_Required work:_ Reproduce the listing verbatim from the line containing "background foliage in this photo." through the end of the listing, both ends included.

[Begin]

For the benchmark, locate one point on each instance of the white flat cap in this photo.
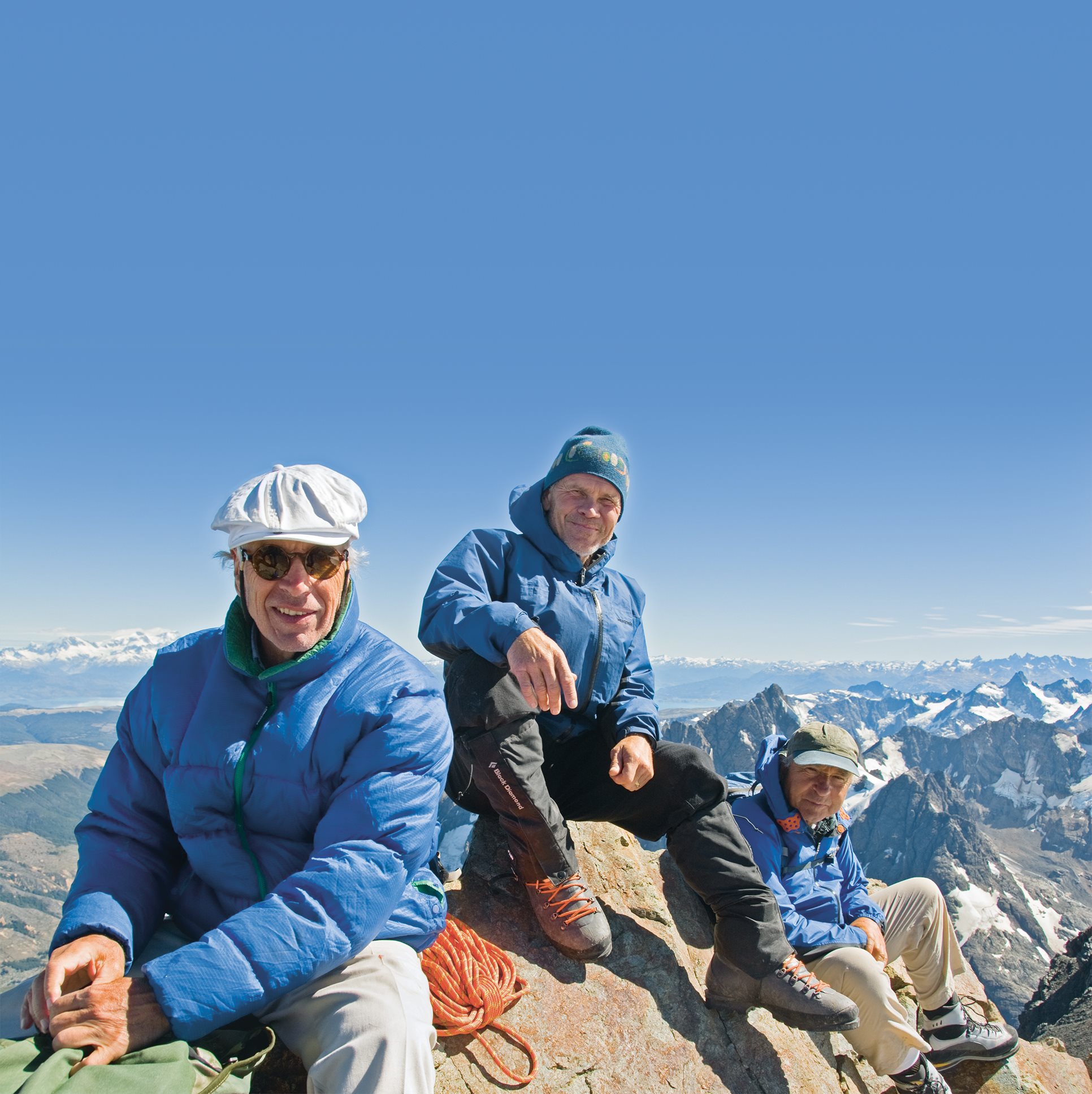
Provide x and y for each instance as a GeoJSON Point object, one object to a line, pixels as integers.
{"type": "Point", "coordinates": [306, 503]}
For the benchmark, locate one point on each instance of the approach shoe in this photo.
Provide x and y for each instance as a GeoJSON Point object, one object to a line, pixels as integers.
{"type": "Point", "coordinates": [975, 1041]}
{"type": "Point", "coordinates": [925, 1079]}
{"type": "Point", "coordinates": [571, 917]}
{"type": "Point", "coordinates": [791, 993]}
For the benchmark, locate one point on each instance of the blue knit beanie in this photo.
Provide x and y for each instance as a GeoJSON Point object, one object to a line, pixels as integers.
{"type": "Point", "coordinates": [593, 451]}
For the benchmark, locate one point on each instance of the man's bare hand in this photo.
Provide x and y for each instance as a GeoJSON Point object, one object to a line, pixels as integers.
{"type": "Point", "coordinates": [542, 671]}
{"type": "Point", "coordinates": [631, 762]}
{"type": "Point", "coordinates": [873, 938]}
{"type": "Point", "coordinates": [70, 967]}
{"type": "Point", "coordinates": [112, 1018]}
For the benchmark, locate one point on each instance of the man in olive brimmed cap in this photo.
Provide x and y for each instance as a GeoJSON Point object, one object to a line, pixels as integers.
{"type": "Point", "coordinates": [551, 694]}
{"type": "Point", "coordinates": [798, 828]}
{"type": "Point", "coordinates": [274, 790]}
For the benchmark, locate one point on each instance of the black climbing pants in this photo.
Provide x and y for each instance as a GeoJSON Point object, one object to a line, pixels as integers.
{"type": "Point", "coordinates": [504, 765]}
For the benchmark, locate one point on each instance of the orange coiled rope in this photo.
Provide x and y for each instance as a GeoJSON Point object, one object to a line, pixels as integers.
{"type": "Point", "coordinates": [472, 983]}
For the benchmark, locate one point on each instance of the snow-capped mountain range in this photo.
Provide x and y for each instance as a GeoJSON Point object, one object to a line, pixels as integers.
{"type": "Point", "coordinates": [706, 682]}
{"type": "Point", "coordinates": [76, 671]}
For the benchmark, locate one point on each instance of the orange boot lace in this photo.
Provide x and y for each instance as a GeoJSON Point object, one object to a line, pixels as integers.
{"type": "Point", "coordinates": [796, 970]}
{"type": "Point", "coordinates": [584, 903]}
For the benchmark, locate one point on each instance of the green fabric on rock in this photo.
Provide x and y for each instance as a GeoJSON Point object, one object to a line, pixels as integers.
{"type": "Point", "coordinates": [31, 1067]}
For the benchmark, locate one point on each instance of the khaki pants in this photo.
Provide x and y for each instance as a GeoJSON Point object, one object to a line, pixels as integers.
{"type": "Point", "coordinates": [362, 1028]}
{"type": "Point", "coordinates": [921, 932]}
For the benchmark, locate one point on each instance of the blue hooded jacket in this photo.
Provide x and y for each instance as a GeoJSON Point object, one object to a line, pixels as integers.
{"type": "Point", "coordinates": [283, 816]}
{"type": "Point", "coordinates": [820, 885]}
{"type": "Point", "coordinates": [495, 585]}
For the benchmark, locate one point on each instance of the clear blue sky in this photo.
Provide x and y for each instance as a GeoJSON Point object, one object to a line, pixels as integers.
{"type": "Point", "coordinates": [827, 267]}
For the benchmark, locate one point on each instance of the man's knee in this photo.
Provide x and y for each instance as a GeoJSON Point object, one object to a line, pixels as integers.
{"type": "Point", "coordinates": [855, 973]}
{"type": "Point", "coordinates": [691, 774]}
{"type": "Point", "coordinates": [480, 695]}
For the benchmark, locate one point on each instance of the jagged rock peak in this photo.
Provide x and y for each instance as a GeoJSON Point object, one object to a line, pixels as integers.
{"type": "Point", "coordinates": [1061, 1007]}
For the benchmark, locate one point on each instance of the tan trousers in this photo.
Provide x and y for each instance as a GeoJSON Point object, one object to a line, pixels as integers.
{"type": "Point", "coordinates": [362, 1028]}
{"type": "Point", "coordinates": [921, 932]}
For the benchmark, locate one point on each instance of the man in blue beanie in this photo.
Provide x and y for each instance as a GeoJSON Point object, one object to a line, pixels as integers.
{"type": "Point", "coordinates": [551, 696]}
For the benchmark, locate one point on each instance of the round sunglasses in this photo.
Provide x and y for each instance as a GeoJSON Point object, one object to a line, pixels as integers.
{"type": "Point", "coordinates": [272, 563]}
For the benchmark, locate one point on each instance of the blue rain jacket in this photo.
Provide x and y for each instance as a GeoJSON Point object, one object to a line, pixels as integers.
{"type": "Point", "coordinates": [496, 585]}
{"type": "Point", "coordinates": [820, 887]}
{"type": "Point", "coordinates": [283, 816]}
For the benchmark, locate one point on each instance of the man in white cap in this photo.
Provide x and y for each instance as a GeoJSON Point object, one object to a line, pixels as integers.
{"type": "Point", "coordinates": [799, 832]}
{"type": "Point", "coordinates": [274, 789]}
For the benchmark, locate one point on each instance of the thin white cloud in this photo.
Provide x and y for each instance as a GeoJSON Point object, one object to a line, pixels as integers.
{"type": "Point", "coordinates": [1012, 629]}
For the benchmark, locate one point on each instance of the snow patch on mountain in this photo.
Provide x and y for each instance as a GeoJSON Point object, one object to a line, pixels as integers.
{"type": "Point", "coordinates": [127, 647]}
{"type": "Point", "coordinates": [977, 909]}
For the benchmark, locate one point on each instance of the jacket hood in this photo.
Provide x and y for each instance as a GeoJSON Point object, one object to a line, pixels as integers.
{"type": "Point", "coordinates": [526, 509]}
{"type": "Point", "coordinates": [768, 772]}
{"type": "Point", "coordinates": [307, 667]}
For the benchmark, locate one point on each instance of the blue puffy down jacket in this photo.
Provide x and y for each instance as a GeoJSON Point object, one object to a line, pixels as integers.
{"type": "Point", "coordinates": [820, 887]}
{"type": "Point", "coordinates": [495, 585]}
{"type": "Point", "coordinates": [284, 816]}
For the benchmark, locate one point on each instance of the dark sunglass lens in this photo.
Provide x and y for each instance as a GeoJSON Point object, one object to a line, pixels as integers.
{"type": "Point", "coordinates": [322, 563]}
{"type": "Point", "coordinates": [271, 564]}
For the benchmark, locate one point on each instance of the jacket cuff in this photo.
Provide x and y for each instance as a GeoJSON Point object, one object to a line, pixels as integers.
{"type": "Point", "coordinates": [876, 915]}
{"type": "Point", "coordinates": [636, 731]}
{"type": "Point", "coordinates": [204, 986]}
{"type": "Point", "coordinates": [508, 626]}
{"type": "Point", "coordinates": [96, 914]}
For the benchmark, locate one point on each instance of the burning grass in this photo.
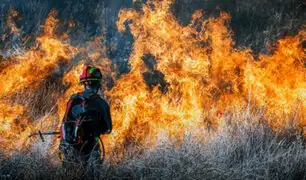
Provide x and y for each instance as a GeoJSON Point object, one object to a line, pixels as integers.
{"type": "Point", "coordinates": [245, 150]}
{"type": "Point", "coordinates": [192, 104]}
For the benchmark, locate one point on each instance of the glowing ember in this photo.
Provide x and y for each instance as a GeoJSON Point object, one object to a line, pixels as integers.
{"type": "Point", "coordinates": [182, 78]}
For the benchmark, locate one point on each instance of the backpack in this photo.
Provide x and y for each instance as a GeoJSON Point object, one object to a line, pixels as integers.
{"type": "Point", "coordinates": [82, 120]}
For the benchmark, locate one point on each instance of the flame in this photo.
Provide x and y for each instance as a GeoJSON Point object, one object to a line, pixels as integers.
{"type": "Point", "coordinates": [182, 78]}
{"type": "Point", "coordinates": [25, 74]}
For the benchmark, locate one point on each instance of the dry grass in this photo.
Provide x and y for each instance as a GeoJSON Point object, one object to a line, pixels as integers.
{"type": "Point", "coordinates": [244, 149]}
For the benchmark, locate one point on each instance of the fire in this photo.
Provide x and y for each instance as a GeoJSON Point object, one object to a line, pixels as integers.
{"type": "Point", "coordinates": [25, 74]}
{"type": "Point", "coordinates": [182, 78]}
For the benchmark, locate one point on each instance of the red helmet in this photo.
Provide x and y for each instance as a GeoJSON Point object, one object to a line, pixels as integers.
{"type": "Point", "coordinates": [90, 73]}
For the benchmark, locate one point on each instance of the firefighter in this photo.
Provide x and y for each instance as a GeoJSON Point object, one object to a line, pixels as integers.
{"type": "Point", "coordinates": [87, 116]}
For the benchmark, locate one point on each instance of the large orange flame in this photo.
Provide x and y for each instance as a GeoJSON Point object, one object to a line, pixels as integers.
{"type": "Point", "coordinates": [182, 78]}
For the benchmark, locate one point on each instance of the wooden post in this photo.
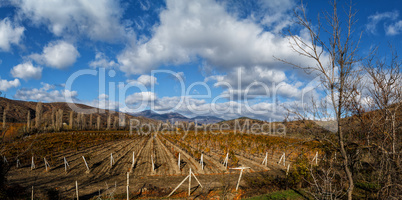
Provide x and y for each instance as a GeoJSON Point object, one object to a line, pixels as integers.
{"type": "Point", "coordinates": [202, 161]}
{"type": "Point", "coordinates": [189, 187]}
{"type": "Point", "coordinates": [152, 160]}
{"type": "Point", "coordinates": [66, 165]}
{"type": "Point", "coordinates": [32, 164]}
{"type": "Point", "coordinates": [46, 164]}
{"type": "Point", "coordinates": [189, 183]}
{"type": "Point", "coordinates": [128, 183]}
{"type": "Point", "coordinates": [282, 158]}
{"type": "Point", "coordinates": [265, 161]}
{"type": "Point", "coordinates": [178, 161]}
{"type": "Point", "coordinates": [86, 164]}
{"type": "Point", "coordinates": [178, 186]}
{"type": "Point", "coordinates": [76, 189]}
{"type": "Point", "coordinates": [315, 158]}
{"type": "Point", "coordinates": [5, 160]}
{"type": "Point", "coordinates": [225, 163]}
{"type": "Point", "coordinates": [111, 160]}
{"type": "Point", "coordinates": [241, 173]}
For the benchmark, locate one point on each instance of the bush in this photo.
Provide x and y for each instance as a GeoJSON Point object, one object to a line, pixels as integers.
{"type": "Point", "coordinates": [300, 172]}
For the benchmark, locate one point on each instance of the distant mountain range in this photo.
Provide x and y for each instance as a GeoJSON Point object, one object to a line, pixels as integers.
{"type": "Point", "coordinates": [173, 117]}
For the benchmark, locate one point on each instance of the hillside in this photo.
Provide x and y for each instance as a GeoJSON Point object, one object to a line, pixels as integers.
{"type": "Point", "coordinates": [177, 117]}
{"type": "Point", "coordinates": [18, 111]}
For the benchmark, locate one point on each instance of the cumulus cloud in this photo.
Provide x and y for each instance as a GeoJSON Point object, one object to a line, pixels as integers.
{"type": "Point", "coordinates": [192, 107]}
{"type": "Point", "coordinates": [97, 21]}
{"type": "Point", "coordinates": [47, 93]}
{"type": "Point", "coordinates": [146, 80]}
{"type": "Point", "coordinates": [256, 82]}
{"type": "Point", "coordinates": [58, 54]}
{"type": "Point", "coordinates": [103, 96]}
{"type": "Point", "coordinates": [140, 97]}
{"type": "Point", "coordinates": [5, 84]}
{"type": "Point", "coordinates": [9, 34]}
{"type": "Point", "coordinates": [192, 29]}
{"type": "Point", "coordinates": [26, 71]}
{"type": "Point", "coordinates": [394, 29]}
{"type": "Point", "coordinates": [377, 18]}
{"type": "Point", "coordinates": [101, 60]}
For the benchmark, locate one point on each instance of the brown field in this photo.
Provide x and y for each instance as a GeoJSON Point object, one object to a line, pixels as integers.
{"type": "Point", "coordinates": [103, 179]}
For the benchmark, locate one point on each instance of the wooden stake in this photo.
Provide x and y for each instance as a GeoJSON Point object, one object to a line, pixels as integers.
{"type": "Point", "coordinates": [282, 158]}
{"type": "Point", "coordinates": [46, 164]}
{"type": "Point", "coordinates": [189, 183]}
{"type": "Point", "coordinates": [241, 173]}
{"type": "Point", "coordinates": [178, 161]}
{"type": "Point", "coordinates": [225, 162]}
{"type": "Point", "coordinates": [18, 163]}
{"type": "Point", "coordinates": [132, 165]}
{"type": "Point", "coordinates": [196, 179]}
{"type": "Point", "coordinates": [178, 186]}
{"type": "Point", "coordinates": [315, 158]}
{"type": "Point", "coordinates": [152, 160]}
{"type": "Point", "coordinates": [265, 159]}
{"type": "Point", "coordinates": [86, 164]}
{"type": "Point", "coordinates": [202, 161]}
{"type": "Point", "coordinates": [32, 164]}
{"type": "Point", "coordinates": [76, 188]}
{"type": "Point", "coordinates": [128, 183]}
{"type": "Point", "coordinates": [66, 165]}
{"type": "Point", "coordinates": [111, 160]}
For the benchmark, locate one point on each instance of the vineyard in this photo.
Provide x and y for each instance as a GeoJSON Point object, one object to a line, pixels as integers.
{"type": "Point", "coordinates": [99, 161]}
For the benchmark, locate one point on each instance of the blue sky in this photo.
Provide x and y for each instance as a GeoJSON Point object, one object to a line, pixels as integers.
{"type": "Point", "coordinates": [193, 57]}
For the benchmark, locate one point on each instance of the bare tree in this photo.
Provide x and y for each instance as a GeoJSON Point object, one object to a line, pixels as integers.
{"type": "Point", "coordinates": [90, 121]}
{"type": "Point", "coordinates": [38, 115]}
{"type": "Point", "coordinates": [98, 123]}
{"type": "Point", "coordinates": [109, 119]}
{"type": "Point", "coordinates": [71, 119]}
{"type": "Point", "coordinates": [29, 120]}
{"type": "Point", "coordinates": [5, 115]}
{"type": "Point", "coordinates": [386, 95]}
{"type": "Point", "coordinates": [59, 119]}
{"type": "Point", "coordinates": [53, 118]}
{"type": "Point", "coordinates": [335, 59]}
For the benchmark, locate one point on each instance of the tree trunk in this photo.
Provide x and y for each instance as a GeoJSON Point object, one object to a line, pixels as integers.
{"type": "Point", "coordinates": [98, 123]}
{"type": "Point", "coordinates": [29, 120]}
{"type": "Point", "coordinates": [71, 119]}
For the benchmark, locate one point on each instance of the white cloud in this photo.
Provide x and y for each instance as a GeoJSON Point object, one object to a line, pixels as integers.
{"type": "Point", "coordinates": [394, 29]}
{"type": "Point", "coordinates": [377, 18]}
{"type": "Point", "coordinates": [59, 54]}
{"type": "Point", "coordinates": [5, 84]}
{"type": "Point", "coordinates": [47, 93]}
{"type": "Point", "coordinates": [103, 96]}
{"type": "Point", "coordinates": [145, 80]}
{"type": "Point", "coordinates": [140, 97]}
{"type": "Point", "coordinates": [9, 34]}
{"type": "Point", "coordinates": [101, 60]}
{"type": "Point", "coordinates": [97, 21]}
{"type": "Point", "coordinates": [192, 29]}
{"type": "Point", "coordinates": [26, 71]}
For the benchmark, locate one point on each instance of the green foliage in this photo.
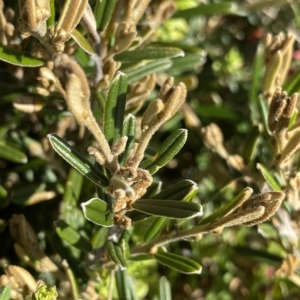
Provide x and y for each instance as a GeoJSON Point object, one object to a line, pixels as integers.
{"type": "Point", "coordinates": [145, 142]}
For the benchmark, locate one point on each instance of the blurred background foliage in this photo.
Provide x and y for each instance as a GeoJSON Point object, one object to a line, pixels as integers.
{"type": "Point", "coordinates": [240, 263]}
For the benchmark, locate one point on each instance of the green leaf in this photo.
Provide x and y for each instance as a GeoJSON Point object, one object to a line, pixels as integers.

[End]

_Solution to this problem:_
For the benchmark, locate one point on each instance of the blurred background foliage in this photo.
Provide x and y for each instance as a GeoJSON Point object, one object to a line, pixels as integers.
{"type": "Point", "coordinates": [240, 263]}
For the benchmark, locate one point on each instance of the green leaf in this photo.
Provide x and y for each instance as a GeoJSON Point object, one object to a line, pixels as integers.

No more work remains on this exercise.